▶ Description of the task
Repeat verbatim the lines of the data below, beginning with the line containing "walking in the photo above." and continuing to the end.
== == ==
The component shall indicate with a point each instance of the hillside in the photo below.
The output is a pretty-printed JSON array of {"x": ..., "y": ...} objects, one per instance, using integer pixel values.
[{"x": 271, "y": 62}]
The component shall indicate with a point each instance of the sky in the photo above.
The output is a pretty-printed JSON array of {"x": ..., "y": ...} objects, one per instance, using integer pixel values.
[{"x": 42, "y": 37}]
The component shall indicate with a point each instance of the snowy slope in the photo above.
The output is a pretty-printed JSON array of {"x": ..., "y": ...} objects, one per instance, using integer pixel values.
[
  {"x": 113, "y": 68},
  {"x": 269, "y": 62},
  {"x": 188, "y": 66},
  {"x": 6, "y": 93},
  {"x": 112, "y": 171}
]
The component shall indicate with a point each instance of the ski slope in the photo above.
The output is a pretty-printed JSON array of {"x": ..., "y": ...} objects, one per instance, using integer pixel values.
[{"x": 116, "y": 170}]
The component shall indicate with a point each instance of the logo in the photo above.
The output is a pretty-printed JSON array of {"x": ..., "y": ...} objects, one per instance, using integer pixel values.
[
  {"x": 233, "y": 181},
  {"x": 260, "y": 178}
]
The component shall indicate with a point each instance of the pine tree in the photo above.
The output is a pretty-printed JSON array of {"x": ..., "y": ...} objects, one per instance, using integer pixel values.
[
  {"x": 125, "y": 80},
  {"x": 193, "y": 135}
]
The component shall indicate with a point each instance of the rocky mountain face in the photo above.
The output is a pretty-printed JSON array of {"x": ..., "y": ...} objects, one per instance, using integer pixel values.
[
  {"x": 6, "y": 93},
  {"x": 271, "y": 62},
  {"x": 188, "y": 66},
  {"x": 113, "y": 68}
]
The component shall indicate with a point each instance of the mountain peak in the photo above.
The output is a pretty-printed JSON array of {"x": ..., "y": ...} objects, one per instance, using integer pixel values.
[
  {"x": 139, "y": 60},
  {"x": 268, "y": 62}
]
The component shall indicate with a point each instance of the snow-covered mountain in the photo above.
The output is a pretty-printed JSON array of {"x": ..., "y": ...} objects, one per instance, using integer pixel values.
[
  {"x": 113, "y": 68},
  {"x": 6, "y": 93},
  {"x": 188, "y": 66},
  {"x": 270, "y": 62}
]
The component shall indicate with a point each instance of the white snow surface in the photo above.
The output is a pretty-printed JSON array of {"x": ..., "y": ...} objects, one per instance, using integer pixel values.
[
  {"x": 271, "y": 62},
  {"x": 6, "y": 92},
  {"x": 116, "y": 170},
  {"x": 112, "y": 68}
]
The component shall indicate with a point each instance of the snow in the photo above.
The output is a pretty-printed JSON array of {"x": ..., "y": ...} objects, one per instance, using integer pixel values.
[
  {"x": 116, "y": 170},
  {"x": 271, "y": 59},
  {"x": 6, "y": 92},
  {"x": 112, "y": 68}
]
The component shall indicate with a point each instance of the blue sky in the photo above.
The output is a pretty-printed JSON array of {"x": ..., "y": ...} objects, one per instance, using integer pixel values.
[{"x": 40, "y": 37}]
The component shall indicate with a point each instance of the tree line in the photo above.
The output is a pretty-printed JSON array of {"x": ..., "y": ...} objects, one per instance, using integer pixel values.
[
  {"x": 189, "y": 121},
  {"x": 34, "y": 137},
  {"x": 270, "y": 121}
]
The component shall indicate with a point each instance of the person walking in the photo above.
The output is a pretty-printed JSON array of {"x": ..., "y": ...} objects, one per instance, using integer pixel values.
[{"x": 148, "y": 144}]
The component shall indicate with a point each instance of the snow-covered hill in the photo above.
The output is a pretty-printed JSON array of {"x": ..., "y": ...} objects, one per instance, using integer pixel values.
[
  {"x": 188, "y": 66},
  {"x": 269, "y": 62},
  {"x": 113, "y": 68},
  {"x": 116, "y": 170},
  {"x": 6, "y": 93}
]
== == ==
▶ Written solution
The component shall indicate with a point each instance of the person walking in the photo above.
The output is a pretty-printed JSON array of {"x": ..., "y": ...} objects, one per instance, using integer pixel values.
[{"x": 148, "y": 144}]
The component shall indicate with a point each instance of the snow-covered hill in the photo above.
The output is a pretty-printed JSON array of {"x": ..., "y": ...} objects, one per instance, using integer pixel values.
[
  {"x": 188, "y": 66},
  {"x": 269, "y": 62},
  {"x": 113, "y": 68},
  {"x": 116, "y": 170},
  {"x": 6, "y": 93}
]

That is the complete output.